### TASK STATEMENT
In the records below, find the line containing "white pergola structure"; copy exactly that line and all lines after it to the end, and nothing else.
— START DATA SECTION —
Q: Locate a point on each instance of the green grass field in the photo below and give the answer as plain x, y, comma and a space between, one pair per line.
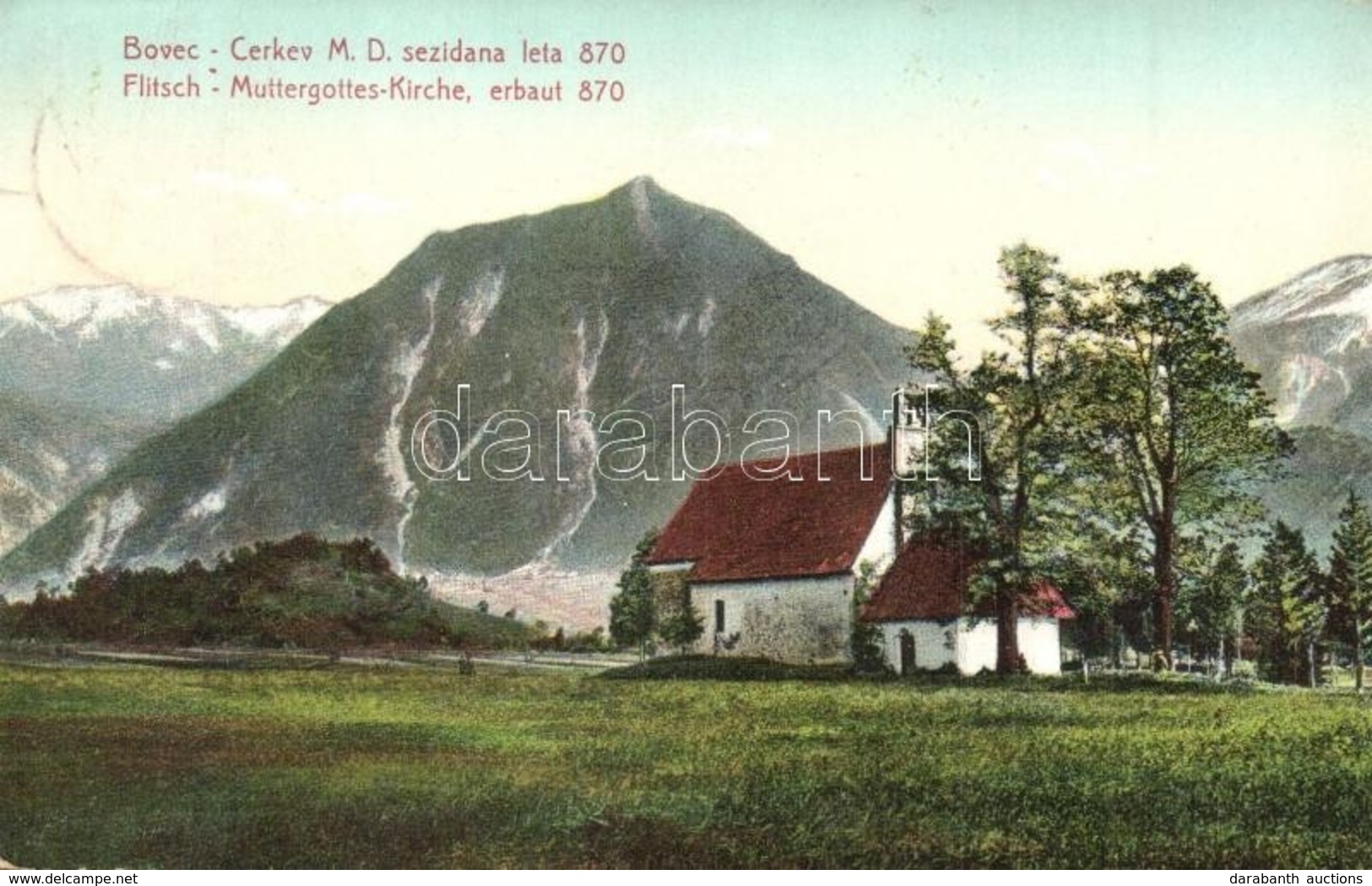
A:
420, 767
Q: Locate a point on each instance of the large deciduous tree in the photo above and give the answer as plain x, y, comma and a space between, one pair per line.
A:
1167, 408
1286, 612
991, 490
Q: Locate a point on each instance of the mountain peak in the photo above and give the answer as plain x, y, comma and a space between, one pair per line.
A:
1337, 287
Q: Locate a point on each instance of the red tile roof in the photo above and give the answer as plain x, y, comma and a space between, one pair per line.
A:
929, 580
735, 527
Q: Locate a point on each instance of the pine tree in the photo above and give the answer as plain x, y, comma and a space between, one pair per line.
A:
632, 612
1350, 576
1288, 611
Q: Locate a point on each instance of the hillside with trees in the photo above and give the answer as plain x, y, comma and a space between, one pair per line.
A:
298, 593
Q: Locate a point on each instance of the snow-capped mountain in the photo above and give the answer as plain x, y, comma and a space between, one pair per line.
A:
1312, 340
87, 373
564, 317
149, 357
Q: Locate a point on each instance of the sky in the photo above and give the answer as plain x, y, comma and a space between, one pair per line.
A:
891, 147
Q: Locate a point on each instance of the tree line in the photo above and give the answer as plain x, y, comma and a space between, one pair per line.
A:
303, 591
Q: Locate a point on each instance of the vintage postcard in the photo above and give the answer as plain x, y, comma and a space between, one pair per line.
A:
911, 433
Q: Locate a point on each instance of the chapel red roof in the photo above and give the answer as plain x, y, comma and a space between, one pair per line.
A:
929, 580
737, 527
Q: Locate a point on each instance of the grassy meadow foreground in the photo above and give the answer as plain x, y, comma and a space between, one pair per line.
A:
127, 765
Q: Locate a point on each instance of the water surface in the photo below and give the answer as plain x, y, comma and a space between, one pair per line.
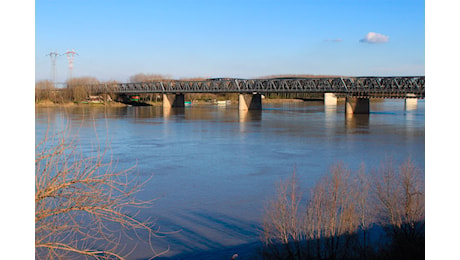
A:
214, 167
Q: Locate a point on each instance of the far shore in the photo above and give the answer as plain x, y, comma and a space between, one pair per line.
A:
48, 103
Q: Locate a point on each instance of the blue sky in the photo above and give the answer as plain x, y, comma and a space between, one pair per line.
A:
118, 39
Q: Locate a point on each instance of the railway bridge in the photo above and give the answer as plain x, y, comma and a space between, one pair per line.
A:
357, 90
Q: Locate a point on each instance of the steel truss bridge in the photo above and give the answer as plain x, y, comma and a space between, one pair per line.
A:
384, 87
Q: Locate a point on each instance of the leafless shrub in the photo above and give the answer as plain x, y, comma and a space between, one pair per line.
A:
84, 206
281, 223
334, 222
332, 215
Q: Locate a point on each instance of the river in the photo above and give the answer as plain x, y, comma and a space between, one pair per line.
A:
214, 168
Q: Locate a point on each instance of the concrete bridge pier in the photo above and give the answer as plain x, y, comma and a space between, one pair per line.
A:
330, 99
354, 105
173, 100
249, 102
410, 102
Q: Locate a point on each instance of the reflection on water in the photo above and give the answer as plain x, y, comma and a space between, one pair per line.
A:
358, 122
249, 115
224, 163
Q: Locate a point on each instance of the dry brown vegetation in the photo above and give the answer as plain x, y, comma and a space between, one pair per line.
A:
335, 221
84, 206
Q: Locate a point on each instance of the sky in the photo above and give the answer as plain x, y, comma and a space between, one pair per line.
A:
245, 39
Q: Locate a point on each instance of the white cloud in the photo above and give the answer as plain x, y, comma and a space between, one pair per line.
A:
333, 40
373, 37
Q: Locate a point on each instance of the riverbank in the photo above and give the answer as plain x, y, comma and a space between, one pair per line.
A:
48, 103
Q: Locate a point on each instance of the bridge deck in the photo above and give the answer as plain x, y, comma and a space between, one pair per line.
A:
388, 87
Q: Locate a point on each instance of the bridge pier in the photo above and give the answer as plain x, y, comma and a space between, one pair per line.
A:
173, 100
330, 99
354, 105
249, 102
410, 102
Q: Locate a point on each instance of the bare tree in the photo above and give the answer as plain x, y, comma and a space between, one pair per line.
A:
281, 223
84, 206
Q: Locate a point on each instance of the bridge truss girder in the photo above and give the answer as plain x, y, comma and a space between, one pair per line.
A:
388, 87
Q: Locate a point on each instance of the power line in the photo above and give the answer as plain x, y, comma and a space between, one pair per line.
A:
70, 57
53, 56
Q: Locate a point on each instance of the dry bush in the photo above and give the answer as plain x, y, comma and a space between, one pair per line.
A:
332, 215
334, 222
281, 224
84, 206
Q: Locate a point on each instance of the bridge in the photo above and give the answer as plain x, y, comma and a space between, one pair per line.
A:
357, 90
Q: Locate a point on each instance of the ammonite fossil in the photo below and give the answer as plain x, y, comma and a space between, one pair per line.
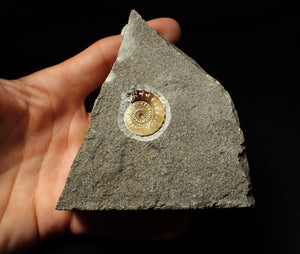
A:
145, 114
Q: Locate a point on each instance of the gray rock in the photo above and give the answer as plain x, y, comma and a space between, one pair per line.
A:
195, 160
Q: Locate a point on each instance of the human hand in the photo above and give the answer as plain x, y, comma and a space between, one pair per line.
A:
42, 124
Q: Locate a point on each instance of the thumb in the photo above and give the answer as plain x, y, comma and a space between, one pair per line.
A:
86, 71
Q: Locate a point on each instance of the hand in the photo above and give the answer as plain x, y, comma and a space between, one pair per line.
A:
42, 124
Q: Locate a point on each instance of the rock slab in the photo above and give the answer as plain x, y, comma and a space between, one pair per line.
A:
196, 159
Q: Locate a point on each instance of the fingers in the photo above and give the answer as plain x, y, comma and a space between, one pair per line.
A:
87, 70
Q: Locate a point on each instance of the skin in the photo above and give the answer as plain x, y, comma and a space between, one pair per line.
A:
43, 122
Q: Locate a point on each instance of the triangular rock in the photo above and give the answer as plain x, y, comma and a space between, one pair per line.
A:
163, 135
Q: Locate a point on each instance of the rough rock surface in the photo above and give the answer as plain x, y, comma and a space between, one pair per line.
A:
196, 160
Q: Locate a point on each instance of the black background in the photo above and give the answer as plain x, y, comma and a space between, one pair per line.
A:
250, 47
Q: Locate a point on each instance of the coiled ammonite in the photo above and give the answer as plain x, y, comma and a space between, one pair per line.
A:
145, 114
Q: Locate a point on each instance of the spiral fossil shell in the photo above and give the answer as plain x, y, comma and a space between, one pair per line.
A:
145, 114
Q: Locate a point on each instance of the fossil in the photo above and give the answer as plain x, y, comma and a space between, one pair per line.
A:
145, 115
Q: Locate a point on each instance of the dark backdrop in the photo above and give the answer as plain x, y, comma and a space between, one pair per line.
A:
250, 47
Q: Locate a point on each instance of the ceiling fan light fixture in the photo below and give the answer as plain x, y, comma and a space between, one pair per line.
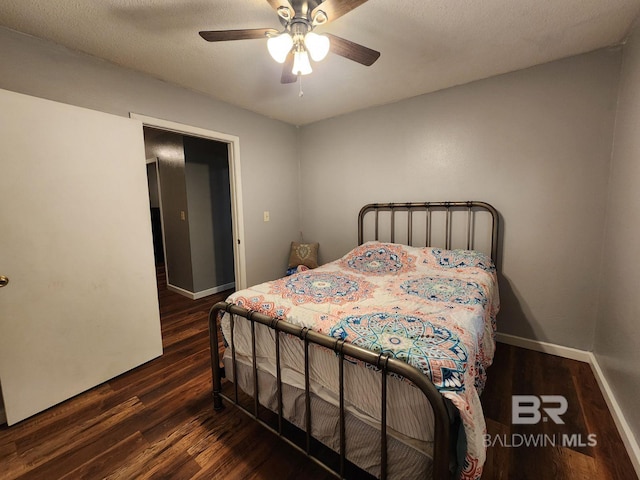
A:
279, 46
301, 64
317, 45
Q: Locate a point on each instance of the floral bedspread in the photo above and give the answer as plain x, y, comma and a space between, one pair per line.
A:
432, 308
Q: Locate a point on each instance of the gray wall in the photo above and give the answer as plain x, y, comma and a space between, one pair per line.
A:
617, 338
269, 165
173, 196
208, 196
535, 143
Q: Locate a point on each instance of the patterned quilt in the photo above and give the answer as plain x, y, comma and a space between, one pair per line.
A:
433, 308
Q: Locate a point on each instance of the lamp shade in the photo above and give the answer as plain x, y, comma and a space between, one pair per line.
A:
280, 46
317, 45
301, 65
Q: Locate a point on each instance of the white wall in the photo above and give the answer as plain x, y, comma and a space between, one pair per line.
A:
618, 330
269, 166
535, 143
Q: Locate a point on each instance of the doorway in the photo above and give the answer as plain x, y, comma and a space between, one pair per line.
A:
196, 195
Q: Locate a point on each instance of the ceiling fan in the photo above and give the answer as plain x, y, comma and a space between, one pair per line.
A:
293, 46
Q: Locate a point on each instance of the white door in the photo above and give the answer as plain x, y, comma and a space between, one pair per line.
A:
75, 243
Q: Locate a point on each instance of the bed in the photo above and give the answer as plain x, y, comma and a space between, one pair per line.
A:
373, 364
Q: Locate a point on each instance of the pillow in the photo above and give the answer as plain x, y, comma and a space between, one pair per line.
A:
303, 254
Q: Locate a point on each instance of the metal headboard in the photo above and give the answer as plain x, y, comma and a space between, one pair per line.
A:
427, 208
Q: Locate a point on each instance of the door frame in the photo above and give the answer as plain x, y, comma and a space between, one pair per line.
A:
237, 220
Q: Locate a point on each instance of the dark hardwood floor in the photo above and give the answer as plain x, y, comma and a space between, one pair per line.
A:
157, 421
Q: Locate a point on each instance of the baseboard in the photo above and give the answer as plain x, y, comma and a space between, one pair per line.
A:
202, 293
544, 347
628, 438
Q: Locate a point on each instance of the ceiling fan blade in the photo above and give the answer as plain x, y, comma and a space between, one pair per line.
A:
281, 3
336, 8
247, 34
287, 70
352, 50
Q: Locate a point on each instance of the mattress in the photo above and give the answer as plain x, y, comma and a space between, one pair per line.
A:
432, 308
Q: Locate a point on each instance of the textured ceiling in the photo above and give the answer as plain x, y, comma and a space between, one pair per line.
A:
425, 45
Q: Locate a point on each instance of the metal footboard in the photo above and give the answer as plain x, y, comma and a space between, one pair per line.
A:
443, 434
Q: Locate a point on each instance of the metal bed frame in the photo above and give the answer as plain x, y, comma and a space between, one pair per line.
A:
444, 434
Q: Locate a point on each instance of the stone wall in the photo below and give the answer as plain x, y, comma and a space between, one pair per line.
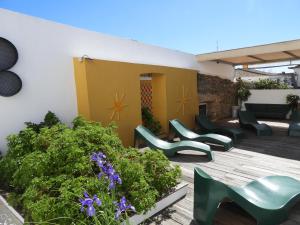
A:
218, 93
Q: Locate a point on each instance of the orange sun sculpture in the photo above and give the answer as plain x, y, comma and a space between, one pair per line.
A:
182, 101
118, 106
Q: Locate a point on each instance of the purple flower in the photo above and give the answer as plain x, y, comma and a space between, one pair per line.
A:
89, 203
122, 207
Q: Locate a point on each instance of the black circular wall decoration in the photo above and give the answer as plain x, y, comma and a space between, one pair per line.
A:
8, 54
10, 83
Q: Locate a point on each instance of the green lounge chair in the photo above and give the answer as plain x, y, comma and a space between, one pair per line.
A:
208, 127
184, 133
267, 199
248, 120
294, 128
169, 149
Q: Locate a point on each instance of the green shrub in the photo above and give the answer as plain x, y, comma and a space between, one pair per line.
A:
48, 168
243, 92
150, 122
269, 84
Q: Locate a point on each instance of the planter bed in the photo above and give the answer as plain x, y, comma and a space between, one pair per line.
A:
9, 215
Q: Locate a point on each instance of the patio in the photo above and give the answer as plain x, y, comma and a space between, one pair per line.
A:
252, 158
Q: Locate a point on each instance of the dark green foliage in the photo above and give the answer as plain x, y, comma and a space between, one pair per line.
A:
150, 122
292, 100
269, 84
48, 169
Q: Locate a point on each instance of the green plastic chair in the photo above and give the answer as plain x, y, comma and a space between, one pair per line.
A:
169, 149
184, 133
248, 120
206, 126
268, 199
294, 128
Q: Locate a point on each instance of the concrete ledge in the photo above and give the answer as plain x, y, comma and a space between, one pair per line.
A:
180, 192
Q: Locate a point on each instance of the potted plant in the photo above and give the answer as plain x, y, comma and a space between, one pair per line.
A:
242, 94
293, 100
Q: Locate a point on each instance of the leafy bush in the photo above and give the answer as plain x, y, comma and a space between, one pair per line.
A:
149, 121
269, 84
48, 168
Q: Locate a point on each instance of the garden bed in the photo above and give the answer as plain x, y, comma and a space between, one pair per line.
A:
14, 218
83, 174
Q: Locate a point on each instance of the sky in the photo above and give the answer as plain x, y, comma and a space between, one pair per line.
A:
193, 26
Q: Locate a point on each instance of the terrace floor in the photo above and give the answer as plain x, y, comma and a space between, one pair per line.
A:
252, 158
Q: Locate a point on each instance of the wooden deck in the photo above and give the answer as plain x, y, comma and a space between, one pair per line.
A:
252, 158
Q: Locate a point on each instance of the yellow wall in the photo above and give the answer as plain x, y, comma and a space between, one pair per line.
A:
100, 83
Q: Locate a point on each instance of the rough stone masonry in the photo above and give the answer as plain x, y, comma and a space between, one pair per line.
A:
219, 95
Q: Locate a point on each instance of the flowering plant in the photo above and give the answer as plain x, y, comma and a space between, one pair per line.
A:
109, 173
55, 172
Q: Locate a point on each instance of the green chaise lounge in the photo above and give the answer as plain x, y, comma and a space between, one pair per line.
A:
248, 120
179, 130
208, 127
169, 149
294, 128
268, 199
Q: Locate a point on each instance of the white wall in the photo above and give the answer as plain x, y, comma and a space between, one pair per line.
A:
297, 71
45, 66
271, 96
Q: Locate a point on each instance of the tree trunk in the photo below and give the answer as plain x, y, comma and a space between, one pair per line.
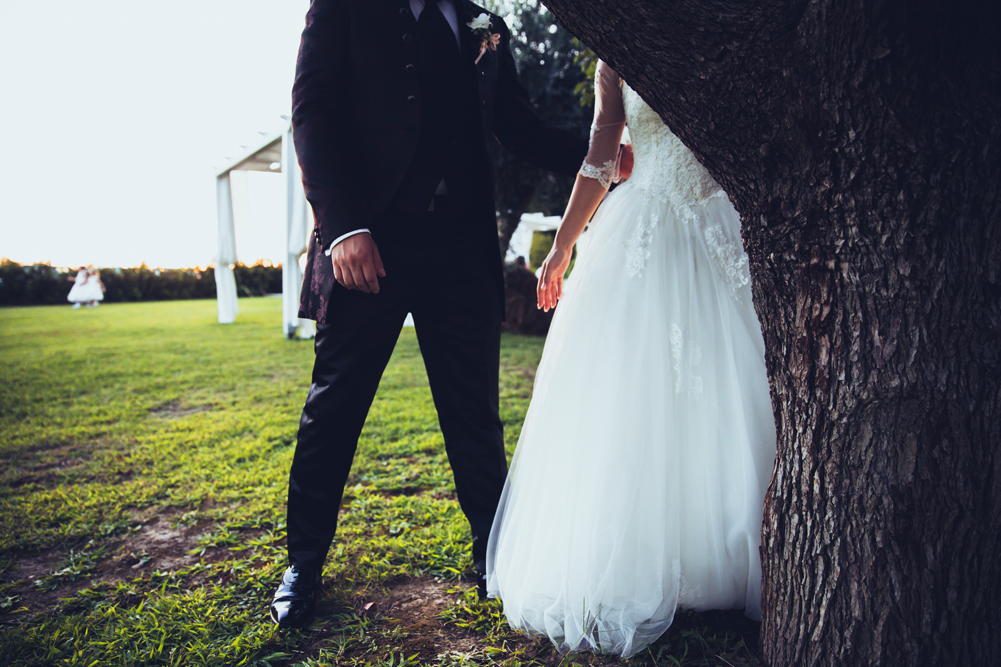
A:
860, 143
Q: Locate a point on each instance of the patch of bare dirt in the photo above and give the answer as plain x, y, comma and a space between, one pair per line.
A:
172, 410
160, 541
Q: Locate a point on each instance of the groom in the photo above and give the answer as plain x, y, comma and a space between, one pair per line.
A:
393, 105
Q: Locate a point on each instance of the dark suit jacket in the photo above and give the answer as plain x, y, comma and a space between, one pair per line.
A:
356, 120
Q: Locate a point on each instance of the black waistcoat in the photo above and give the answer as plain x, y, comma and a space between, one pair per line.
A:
449, 129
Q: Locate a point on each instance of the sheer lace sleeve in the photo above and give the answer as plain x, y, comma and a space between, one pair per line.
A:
602, 162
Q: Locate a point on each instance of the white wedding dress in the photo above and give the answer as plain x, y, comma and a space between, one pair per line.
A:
638, 484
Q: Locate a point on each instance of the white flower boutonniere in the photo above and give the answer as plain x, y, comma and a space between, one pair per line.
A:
480, 27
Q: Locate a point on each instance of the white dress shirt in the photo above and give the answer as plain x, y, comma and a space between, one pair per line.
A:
447, 8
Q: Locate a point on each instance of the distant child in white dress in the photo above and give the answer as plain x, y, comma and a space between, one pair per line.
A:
87, 288
75, 295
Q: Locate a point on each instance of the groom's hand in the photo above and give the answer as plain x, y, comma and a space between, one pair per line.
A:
356, 263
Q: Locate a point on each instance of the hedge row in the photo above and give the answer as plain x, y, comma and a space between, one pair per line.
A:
38, 284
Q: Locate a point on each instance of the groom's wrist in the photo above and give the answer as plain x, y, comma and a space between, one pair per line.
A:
342, 237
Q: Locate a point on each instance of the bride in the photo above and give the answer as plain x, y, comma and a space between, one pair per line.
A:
638, 483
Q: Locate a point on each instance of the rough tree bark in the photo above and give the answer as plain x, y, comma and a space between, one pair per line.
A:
860, 142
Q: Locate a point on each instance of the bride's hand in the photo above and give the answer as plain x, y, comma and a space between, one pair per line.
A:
550, 287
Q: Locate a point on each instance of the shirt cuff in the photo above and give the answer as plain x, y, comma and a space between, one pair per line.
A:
342, 237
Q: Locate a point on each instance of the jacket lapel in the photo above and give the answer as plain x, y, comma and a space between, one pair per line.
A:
468, 44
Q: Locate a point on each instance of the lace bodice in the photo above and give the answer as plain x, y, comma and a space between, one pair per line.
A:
663, 166
664, 169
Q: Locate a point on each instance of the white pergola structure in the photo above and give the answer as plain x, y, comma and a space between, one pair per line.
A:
275, 153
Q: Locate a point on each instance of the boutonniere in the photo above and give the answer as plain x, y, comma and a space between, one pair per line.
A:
480, 27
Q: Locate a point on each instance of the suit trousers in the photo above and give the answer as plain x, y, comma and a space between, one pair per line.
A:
456, 314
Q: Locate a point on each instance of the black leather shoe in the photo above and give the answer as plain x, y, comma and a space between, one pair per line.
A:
295, 598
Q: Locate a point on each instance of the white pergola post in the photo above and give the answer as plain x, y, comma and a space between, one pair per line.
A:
274, 152
297, 231
225, 282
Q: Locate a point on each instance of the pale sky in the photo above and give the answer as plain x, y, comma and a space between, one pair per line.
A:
116, 114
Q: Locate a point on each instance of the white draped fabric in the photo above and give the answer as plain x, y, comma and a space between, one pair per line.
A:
— END DATA SECTION —
### PROBLEM SOLUTION
Q: Locate a point on each instance of the white pergola structure in the photo above and give the answer as plain x, y, comma and a space between, one pair per line.
A:
275, 153
Q: Locate a point on each instance of the boutonniere in the photo above and give the answer as plain x, y, comma and a space between, one pair per line.
A:
480, 27
Q: Locate a point on each instance of the suit trousers in the photo above and give the answer as plain x, y, comma and a space between, one pair per line.
A:
456, 314
Q: Locate a point on each instance of the black leather shoe in the photo above and give the answer as plain x, y, comma and a space between, one pair per line.
A:
295, 598
Q: Locate a point on each instance of the white pergola post in the photo above and give the answer as plain x, y, comma and a space between, one pair per line.
A:
274, 152
297, 231
225, 282
Q: Locate a point on each instance of the pale sky in the photo above and give the answer as plain x, y, comma and a space between, one pair per line.
A:
116, 114
Q: Locate a point on each instance of the white draped fabric in the photo above and give the answer as plain x, y, comma and a space between, one pair per line.
A:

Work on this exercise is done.